Extract provided section start
Prevention / Delay

Chronic kidney disease may sometimes be prevented by controlling the other diseases or factors that can contribute to kidney disease. People who have already developed kidney failure also need to focus on these things to prevent the complications of kidney failure.



  •  Keep your blood pressure below 130/80
  • Keep your blood sugar within a target range if you have diabetes. Talk with your doctor how often to check     your blood sugar.
  • Don’t smoke or use other tobacco products. Smoking can lead to atherosclerosis, which reduces blood flow to the kidneys and increases blood pressure.
  • Stay at a healthy weight. This can help you prevent other diseases, such as diabetes, high blood pressure, and heart disease.
  • Follow instructions on over-the-counter medications. Kidney disease can be caused by the improper use (such as taking too many) of non-steroidal anti-inflammatories (NSAIDs), such as aspirin and ibuprofen. If you need to take painkillers, make sure you follow the instructions. This can help to avoid kidney damage.
  • A healthy diet is important for preventing chronic kidney disease. It will lower the amount of cholesterol in your blood and keep your blood pressure at a healthy level. Eat a balanced diet that includes plenty of fresh fruit and vegetables (five portions a day) and whole grains.
  • At least 150 minutes of moderate-intensity aerobic activity (such as swimming, cycling or dancing) every week, is recommended to lower your risk of developing CKD and help lower your blood pressure.
Extract provided section end
Supplied material section start
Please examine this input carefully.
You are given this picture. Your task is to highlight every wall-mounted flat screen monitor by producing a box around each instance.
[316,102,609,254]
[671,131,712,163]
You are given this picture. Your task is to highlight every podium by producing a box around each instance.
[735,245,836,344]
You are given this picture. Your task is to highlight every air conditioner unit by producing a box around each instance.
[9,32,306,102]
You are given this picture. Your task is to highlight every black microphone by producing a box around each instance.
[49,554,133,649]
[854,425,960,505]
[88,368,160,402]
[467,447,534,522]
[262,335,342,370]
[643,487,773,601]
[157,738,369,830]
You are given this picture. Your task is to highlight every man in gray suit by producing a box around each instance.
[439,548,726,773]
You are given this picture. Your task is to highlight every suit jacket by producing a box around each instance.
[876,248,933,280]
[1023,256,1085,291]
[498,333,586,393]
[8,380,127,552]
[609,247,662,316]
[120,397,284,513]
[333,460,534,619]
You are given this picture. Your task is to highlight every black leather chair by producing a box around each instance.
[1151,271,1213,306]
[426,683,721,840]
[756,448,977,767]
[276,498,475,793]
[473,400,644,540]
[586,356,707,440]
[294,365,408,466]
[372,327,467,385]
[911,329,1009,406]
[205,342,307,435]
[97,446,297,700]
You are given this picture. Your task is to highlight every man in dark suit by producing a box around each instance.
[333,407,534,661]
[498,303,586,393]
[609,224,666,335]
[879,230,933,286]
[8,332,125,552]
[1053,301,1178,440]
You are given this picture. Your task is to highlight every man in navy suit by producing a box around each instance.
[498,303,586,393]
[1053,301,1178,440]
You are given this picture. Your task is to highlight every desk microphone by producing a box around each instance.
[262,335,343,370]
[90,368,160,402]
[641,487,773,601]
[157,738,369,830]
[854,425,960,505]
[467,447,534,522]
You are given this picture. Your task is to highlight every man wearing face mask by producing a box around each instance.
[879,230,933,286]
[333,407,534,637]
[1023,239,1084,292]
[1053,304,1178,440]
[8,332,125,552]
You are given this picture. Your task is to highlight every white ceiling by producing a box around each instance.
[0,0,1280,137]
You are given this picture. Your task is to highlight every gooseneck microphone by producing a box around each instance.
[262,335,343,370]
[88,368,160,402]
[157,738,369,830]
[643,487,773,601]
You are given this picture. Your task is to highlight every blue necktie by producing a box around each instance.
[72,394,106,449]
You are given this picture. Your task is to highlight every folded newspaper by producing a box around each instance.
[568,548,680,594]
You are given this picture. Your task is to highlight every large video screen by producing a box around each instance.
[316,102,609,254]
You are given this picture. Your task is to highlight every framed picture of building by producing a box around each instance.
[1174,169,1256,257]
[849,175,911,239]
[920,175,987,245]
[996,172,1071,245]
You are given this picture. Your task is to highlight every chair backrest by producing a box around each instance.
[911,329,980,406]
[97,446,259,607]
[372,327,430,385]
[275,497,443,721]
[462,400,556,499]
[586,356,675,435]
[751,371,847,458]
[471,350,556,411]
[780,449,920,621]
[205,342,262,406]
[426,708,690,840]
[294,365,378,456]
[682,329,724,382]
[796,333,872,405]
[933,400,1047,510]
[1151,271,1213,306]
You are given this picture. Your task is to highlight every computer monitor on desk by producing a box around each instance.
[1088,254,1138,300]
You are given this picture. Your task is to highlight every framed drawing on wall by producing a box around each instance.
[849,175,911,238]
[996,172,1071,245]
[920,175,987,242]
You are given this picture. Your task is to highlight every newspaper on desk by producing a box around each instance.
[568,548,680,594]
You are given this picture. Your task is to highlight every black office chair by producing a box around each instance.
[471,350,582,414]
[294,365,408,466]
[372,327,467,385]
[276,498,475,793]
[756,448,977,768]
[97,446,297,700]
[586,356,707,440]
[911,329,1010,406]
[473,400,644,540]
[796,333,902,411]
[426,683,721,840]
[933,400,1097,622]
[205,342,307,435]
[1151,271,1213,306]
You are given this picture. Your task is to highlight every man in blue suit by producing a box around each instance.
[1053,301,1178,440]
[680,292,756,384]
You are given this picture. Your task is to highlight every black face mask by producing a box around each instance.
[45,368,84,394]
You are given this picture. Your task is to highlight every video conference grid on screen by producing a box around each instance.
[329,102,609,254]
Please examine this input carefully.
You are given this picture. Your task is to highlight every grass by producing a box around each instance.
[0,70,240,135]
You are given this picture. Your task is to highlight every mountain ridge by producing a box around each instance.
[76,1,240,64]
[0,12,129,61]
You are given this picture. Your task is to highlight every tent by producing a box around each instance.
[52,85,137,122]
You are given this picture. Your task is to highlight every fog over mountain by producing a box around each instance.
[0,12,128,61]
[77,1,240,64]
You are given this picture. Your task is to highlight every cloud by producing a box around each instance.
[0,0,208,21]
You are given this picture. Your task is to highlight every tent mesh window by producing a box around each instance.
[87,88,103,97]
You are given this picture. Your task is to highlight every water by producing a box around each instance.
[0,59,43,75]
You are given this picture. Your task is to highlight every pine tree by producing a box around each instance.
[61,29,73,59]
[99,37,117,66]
Supplied material section end
** Activity **
Reproduce the full text on preventing chronic kidney disease, word for word.

** The completed task **
Prevention / Delay

Chronic kidney disease may sometimes be prevented by controlling the other diseases or factors that can contribute to kidney disease. People who have already developed kidney failure also need to focus on these things to prevent the complications of kidney failure.



  •  Keep your blood pressure below 130/80
  • Keep your blood sugar within a target range if you have diabetes. Talk with your doctor how often to check     your blood sugar.
  • Don’t smoke or use other tobacco products. Smoking can lead to atherosclerosis, which reduces blood flow to the kidneys and increases blood pressure.
  • Stay at a healthy weight. This can help you prevent other diseases, such as diabetes, high blood pressure, and heart disease.
  • Follow instructions on over-the-counter medications. Kidney disease can be caused by the improper use (such as taking too many) of non-steroidal anti-inflammatories (NSAIDs), such as aspirin and ibuprofen. If you need to take painkillers, make sure you follow the instructions. This can help to avoid kidney damage.
  • A healthy diet is important for preventing chronic kidney disease. It will lower the amount of cholesterol in your blood and keep your blood pressure at a healthy level. Eat a balanced diet that includes plenty of fresh fruit and vegetables (five portions a day) and whole grains.
  • At least 150 minutes of moderate-intensity aerobic activity (such as swimming, cycling or dancing) every week, is recommended to lower your risk of developing CKD and help lower your blood pressure.